-- Opening Marker --

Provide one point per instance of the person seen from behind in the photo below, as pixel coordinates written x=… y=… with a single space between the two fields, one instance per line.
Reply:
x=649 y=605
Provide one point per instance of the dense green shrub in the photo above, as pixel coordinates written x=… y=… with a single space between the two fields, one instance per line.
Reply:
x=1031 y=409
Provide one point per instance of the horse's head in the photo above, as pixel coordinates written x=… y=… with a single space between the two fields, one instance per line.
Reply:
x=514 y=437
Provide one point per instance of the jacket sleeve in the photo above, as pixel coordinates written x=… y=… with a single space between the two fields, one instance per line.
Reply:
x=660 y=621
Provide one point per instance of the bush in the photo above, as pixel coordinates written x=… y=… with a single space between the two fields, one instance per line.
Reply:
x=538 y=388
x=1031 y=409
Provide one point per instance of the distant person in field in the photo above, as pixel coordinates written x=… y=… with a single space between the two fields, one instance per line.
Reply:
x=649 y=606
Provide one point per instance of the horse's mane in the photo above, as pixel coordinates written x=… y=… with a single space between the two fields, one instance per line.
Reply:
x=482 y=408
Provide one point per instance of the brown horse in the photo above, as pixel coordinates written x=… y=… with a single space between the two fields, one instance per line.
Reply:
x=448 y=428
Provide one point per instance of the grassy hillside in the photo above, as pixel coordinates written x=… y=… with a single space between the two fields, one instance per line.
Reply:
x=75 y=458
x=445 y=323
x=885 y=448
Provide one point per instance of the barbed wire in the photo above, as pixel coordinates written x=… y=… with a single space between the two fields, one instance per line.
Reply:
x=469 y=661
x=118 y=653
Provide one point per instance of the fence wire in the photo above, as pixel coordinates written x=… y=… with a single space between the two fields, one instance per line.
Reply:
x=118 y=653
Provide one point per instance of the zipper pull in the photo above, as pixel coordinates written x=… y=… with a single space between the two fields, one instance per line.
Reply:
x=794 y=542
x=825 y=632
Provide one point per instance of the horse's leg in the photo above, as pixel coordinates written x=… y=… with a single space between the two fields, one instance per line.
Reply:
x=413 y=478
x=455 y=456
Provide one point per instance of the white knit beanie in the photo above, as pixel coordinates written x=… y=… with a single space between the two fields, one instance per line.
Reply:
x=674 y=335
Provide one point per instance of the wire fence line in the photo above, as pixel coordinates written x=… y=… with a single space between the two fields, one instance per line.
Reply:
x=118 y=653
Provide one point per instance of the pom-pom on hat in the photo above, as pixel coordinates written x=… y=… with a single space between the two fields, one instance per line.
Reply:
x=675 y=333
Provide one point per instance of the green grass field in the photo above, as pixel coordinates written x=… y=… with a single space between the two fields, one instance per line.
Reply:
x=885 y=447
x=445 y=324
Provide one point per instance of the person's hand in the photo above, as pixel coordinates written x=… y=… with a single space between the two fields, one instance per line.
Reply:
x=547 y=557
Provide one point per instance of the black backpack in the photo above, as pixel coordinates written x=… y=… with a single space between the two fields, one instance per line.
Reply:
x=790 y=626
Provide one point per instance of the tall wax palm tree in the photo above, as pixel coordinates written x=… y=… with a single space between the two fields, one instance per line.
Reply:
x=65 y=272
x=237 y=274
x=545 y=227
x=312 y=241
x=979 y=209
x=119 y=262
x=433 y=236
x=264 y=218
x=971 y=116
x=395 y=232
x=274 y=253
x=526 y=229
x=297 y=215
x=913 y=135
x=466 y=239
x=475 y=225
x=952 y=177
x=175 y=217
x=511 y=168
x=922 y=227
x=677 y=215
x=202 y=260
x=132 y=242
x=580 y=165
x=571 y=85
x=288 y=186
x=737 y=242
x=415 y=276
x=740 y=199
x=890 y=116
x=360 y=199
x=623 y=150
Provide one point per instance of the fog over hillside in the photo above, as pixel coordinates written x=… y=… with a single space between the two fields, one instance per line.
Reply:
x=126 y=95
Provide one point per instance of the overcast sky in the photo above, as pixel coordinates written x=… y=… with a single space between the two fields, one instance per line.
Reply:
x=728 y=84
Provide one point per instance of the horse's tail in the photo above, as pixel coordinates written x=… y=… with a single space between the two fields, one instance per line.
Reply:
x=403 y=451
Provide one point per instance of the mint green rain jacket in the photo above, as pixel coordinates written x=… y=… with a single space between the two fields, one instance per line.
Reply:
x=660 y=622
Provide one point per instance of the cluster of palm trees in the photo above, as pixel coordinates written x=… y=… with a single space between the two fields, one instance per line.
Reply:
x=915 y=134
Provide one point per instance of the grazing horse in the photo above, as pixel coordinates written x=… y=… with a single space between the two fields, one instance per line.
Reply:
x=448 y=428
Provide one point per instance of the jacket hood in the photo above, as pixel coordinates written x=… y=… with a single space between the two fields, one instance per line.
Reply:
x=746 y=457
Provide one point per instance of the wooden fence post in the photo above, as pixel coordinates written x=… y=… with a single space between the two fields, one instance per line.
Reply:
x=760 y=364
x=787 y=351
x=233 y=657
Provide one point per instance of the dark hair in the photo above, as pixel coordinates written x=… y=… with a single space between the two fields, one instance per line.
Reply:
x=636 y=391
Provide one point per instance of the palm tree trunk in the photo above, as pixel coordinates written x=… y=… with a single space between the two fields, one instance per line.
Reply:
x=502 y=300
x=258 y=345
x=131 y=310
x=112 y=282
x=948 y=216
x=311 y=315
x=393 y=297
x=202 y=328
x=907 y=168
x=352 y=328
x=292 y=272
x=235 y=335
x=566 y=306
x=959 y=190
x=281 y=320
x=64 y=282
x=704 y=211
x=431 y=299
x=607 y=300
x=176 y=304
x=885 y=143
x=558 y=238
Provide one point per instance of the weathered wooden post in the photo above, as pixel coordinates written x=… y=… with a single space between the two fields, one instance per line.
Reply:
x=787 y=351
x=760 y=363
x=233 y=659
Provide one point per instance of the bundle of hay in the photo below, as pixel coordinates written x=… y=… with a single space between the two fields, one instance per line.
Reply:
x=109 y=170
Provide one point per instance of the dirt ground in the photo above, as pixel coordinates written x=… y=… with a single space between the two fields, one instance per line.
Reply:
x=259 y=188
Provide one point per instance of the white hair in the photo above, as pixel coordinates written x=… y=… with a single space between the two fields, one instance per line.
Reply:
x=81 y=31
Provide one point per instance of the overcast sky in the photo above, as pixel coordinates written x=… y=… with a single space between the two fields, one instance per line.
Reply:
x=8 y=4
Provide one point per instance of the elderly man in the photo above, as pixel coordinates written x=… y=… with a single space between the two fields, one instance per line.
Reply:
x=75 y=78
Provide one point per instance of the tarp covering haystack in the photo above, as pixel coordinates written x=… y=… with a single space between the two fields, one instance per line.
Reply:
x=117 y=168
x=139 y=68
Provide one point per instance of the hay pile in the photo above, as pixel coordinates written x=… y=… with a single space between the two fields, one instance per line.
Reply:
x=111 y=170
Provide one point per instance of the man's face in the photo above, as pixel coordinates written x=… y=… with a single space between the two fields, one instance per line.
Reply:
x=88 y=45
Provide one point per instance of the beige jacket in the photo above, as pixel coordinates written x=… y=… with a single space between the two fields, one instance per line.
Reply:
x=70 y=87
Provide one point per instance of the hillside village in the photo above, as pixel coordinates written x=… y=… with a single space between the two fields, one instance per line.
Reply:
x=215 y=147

-- Closing Marker --

Whenever a line of the data holds the string "wooden", pick that line out.

*Reply*
Provide one point per instance of the wooden fence post in the photo above, as pixel coordinates written x=… y=… with a single space between the two fields, one instance per line.
Provide one point per instance of the weathered wooden post in the photo above, as pixel coordinates written x=… y=… with a single space between the two fields, one instance per line.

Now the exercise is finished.